Recorded data:
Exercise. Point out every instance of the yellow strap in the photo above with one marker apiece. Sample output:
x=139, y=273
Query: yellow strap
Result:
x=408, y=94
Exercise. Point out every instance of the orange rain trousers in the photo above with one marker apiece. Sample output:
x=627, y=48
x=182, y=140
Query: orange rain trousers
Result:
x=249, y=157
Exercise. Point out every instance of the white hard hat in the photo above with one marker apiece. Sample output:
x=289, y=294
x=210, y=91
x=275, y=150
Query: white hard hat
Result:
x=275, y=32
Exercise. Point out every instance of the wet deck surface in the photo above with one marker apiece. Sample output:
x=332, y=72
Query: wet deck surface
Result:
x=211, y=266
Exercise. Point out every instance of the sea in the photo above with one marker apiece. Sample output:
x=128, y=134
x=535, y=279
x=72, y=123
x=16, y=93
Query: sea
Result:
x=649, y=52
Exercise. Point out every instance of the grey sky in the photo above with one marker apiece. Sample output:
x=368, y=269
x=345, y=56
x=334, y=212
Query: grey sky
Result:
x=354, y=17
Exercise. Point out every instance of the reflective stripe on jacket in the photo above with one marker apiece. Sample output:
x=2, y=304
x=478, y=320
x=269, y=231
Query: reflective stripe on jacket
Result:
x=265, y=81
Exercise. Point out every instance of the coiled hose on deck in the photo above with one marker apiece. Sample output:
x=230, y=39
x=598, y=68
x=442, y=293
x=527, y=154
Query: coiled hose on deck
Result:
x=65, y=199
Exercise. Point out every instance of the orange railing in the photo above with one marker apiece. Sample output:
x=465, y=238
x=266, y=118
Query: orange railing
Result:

**What you are asked to do:**
Having read the entries above, restate them all word for word.

**Answer to the problem:**
Exercise. Point out every instance of the yellow strap in the photo above with one marker apiece. Sample output:
x=139, y=273
Query: yellow strap
Result:
x=408, y=94
Exercise. Point out every instance of the orange rain trousers in the photo above with one marker apiece. Sample output:
x=627, y=48
x=182, y=140
Query: orange rain trousers
Result:
x=249, y=157
Exercise. Point out every instance of the white hard hat in the photo above with one marker apiece. Sample output:
x=289, y=294
x=210, y=91
x=275, y=150
Query: white hard hat
Result:
x=275, y=32
Exercise. Point out every instance of the wet deck surface in the photo above with one marker apiece. Sample output:
x=332, y=72
Query: wet deck surface
Result:
x=211, y=266
Exercise. Point out every instance of the sea in the photo above with one marker apiece. Sample output:
x=128, y=134
x=535, y=279
x=72, y=123
x=16, y=93
Query: sea
Result:
x=649, y=52
Exercise. Point out every instance of the grey sky in the photo above with one marker apiece. Sample output:
x=368, y=269
x=345, y=56
x=334, y=212
Query: grey sky
Result:
x=354, y=17
Exercise. Point out every instance of the reflective stripe on jacket in the photo above with one marker apiece. Sample output:
x=2, y=304
x=478, y=320
x=269, y=231
Query: reflective stripe on jacket
Result:
x=265, y=81
Exercise. Point out every instance of the coiled hose on deck in the photo above with one marker apiece. Sample output:
x=230, y=39
x=598, y=68
x=442, y=293
x=527, y=154
Query: coiled hose on deck
Result:
x=65, y=199
Exercise. Point out every instance of the orange railing in the photo above with one marker apiece. Sample output:
x=465, y=238
x=266, y=118
Query: orange railing
Result:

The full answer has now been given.